- [Given instruction] Copy out exactly each line from the line with "of the colosseum" through the last line of the material below.

- [Pointing dataset records]
-- begin --
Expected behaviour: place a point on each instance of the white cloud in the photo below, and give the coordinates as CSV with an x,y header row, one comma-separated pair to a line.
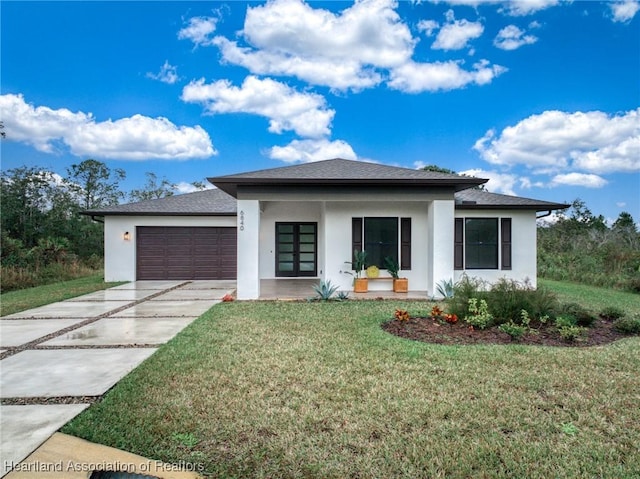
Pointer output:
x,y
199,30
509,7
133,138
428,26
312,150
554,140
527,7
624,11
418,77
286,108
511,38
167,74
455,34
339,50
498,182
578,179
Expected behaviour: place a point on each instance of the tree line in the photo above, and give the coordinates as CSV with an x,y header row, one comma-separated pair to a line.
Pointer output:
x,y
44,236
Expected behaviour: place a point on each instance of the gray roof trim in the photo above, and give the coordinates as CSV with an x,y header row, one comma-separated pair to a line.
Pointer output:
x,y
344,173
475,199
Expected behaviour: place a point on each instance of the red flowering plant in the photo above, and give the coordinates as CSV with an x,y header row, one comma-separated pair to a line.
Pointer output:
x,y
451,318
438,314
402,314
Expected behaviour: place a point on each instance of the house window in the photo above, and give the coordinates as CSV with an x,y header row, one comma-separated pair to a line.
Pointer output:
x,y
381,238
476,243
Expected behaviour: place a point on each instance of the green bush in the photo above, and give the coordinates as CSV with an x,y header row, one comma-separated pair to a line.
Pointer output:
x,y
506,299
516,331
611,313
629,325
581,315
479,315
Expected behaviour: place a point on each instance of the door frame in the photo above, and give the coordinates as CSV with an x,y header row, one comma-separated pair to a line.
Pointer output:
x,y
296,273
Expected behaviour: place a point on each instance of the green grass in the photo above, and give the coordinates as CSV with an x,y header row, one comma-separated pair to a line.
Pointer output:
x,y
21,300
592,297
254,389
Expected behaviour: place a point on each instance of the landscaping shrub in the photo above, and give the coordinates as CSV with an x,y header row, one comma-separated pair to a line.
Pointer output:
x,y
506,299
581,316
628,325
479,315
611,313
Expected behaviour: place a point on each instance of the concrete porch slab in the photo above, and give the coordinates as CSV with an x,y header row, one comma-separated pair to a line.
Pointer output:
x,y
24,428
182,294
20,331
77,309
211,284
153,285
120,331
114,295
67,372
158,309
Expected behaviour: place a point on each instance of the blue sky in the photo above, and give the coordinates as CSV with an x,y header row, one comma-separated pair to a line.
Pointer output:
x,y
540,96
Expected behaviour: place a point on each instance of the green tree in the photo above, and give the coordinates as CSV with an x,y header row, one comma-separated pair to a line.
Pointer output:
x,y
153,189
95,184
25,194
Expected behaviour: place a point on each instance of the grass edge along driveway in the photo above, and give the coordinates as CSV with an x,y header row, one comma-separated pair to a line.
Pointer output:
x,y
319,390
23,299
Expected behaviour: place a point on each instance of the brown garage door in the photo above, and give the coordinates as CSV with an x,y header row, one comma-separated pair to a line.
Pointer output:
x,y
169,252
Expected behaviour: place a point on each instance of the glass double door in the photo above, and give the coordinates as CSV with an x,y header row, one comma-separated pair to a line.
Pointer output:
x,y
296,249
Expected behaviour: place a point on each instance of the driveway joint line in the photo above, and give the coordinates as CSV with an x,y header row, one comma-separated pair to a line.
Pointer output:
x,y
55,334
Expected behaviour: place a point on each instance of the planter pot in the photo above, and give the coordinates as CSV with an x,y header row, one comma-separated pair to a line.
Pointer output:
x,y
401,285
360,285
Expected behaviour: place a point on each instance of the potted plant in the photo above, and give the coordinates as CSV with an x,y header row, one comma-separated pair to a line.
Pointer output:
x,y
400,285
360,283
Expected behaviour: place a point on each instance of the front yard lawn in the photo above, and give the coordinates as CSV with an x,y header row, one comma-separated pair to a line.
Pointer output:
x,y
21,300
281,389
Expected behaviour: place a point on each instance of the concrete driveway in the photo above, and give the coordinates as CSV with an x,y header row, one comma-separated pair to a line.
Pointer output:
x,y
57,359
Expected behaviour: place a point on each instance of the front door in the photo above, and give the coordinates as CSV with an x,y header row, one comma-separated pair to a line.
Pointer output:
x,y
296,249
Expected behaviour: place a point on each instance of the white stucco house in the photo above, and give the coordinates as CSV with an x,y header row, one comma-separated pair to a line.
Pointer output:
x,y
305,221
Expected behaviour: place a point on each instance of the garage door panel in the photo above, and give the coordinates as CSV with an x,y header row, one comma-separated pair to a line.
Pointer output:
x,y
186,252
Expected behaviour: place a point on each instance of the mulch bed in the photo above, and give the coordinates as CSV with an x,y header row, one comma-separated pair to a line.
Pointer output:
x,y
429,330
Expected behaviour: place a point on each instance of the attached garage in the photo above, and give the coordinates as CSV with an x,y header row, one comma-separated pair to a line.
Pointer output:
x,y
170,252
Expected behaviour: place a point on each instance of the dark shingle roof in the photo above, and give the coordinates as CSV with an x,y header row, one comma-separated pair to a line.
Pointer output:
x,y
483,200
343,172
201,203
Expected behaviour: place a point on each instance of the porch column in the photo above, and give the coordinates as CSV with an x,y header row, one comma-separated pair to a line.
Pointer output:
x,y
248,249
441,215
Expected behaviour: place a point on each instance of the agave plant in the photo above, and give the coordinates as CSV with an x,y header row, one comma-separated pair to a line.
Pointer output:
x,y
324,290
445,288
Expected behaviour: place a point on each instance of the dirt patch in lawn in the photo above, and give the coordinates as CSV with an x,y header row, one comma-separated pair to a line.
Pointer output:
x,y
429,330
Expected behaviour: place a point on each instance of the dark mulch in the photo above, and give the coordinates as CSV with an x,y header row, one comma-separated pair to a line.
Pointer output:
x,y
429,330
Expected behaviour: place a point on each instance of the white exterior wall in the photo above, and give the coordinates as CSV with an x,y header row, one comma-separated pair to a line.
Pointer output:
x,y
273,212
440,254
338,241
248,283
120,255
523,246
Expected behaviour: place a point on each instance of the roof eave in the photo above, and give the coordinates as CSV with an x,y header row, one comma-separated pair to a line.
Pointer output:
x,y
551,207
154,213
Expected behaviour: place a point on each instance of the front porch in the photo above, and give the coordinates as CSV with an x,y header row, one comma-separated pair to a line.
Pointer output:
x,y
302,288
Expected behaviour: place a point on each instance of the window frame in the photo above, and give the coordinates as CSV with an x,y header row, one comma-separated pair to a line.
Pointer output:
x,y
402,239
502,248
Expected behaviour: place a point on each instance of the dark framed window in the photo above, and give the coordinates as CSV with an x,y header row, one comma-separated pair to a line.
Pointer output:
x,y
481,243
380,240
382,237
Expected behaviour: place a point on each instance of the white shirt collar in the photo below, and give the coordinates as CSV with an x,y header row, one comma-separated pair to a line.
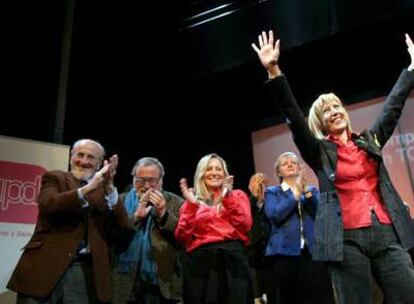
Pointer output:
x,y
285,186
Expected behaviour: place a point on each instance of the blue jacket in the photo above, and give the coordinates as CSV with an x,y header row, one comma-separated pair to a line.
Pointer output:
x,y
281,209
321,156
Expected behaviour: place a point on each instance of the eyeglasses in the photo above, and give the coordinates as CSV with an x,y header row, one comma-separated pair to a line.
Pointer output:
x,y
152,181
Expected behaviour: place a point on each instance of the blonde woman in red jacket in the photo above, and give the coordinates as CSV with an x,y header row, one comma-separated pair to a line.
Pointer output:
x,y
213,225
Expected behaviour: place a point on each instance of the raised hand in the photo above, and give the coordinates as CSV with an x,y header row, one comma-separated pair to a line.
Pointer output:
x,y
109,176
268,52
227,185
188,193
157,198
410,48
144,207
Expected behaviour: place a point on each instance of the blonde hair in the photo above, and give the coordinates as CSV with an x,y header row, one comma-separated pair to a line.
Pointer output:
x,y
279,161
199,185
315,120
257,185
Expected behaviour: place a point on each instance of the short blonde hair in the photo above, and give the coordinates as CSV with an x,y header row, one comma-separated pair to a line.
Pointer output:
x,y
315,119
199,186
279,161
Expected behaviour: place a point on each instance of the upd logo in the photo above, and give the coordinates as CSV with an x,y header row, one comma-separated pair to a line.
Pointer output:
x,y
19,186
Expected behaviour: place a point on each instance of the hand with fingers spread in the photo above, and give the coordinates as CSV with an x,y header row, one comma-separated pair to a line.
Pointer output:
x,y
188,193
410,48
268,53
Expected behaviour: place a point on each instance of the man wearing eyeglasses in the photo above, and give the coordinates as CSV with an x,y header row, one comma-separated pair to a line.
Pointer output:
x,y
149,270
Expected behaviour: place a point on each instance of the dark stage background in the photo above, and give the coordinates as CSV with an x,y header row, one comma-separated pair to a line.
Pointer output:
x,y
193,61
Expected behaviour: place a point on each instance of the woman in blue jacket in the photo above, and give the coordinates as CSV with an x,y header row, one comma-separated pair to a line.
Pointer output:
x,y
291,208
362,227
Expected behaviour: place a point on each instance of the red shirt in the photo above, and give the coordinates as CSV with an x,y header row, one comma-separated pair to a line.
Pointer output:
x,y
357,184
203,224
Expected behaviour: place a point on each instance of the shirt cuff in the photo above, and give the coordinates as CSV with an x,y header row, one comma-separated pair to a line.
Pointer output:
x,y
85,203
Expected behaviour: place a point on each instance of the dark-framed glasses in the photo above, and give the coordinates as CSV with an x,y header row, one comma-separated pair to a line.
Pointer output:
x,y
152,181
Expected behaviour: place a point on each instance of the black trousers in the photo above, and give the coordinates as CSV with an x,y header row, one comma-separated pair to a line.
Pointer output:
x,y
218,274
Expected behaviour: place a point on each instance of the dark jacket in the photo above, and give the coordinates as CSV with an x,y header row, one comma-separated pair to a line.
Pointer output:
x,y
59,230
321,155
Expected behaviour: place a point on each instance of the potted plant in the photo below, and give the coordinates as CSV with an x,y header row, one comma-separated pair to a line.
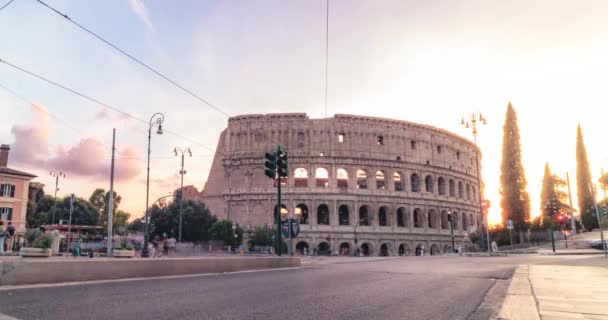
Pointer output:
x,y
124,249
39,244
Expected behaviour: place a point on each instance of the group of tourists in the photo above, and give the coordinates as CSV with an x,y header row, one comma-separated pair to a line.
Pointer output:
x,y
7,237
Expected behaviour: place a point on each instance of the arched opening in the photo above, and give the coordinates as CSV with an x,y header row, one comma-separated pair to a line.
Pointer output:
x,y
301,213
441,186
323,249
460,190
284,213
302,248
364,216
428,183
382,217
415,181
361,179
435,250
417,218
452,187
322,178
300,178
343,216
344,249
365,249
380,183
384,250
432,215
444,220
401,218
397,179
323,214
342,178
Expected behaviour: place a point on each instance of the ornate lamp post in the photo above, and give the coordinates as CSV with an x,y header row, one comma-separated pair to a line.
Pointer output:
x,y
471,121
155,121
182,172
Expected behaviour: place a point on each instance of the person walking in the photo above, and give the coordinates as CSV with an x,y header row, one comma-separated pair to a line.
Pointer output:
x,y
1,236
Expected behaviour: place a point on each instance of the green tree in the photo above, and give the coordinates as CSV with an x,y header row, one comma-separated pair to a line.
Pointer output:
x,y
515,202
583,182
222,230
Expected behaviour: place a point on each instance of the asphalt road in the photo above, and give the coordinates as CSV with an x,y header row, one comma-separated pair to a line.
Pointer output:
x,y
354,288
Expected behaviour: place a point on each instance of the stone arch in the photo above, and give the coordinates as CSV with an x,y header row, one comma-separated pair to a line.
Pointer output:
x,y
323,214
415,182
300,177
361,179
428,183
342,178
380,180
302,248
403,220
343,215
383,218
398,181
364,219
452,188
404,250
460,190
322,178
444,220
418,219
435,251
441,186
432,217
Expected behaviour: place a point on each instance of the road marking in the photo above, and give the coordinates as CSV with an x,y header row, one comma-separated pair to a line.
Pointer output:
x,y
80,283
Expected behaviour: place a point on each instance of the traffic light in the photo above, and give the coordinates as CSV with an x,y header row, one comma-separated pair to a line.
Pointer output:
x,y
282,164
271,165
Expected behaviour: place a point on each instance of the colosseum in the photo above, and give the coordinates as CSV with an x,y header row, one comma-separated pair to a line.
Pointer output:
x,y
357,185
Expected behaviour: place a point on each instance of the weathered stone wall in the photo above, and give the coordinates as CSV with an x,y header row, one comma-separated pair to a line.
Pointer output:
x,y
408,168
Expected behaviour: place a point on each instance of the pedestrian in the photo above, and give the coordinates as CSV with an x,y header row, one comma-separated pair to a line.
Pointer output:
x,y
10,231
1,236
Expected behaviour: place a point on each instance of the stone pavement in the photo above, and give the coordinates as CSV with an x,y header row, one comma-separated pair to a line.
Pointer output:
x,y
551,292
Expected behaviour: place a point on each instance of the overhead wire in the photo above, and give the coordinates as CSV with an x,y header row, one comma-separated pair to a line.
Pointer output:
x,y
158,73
-- end --
- [Written reply]
Expected behaviour: place a point on each instance of the colosseum in the photo above, and give the coordinates as CSV with an x,y header row, one comma-separated pair to a line.
Pointer output:
x,y
357,185
Expected behaviour: place a point on each instance of the weathered stone wall in the photo above, and give the coordinates as CSV with an x,y header row, one comma-separated pair to a line.
Pointer output:
x,y
408,168
Expected behaviour: place a point on each instance of the pedestrian in the photo above, and give the coordinates as CSV with an x,y header row, one comma-separated pair to a line.
Pointer output:
x,y
10,231
1,236
Expected behaviour: place a point on each instance of the stone pavement in the photo above, and give the coordinates as CSV with an x,y header row, one comma-separated pair to a line.
Pointer output:
x,y
551,292
Expected behaviour: place a point on each instance of the overhead wire in the photo above, and give the coordinates as CSV with an x,y header row, one comma-separated pair to a line.
Pointer output:
x,y
158,73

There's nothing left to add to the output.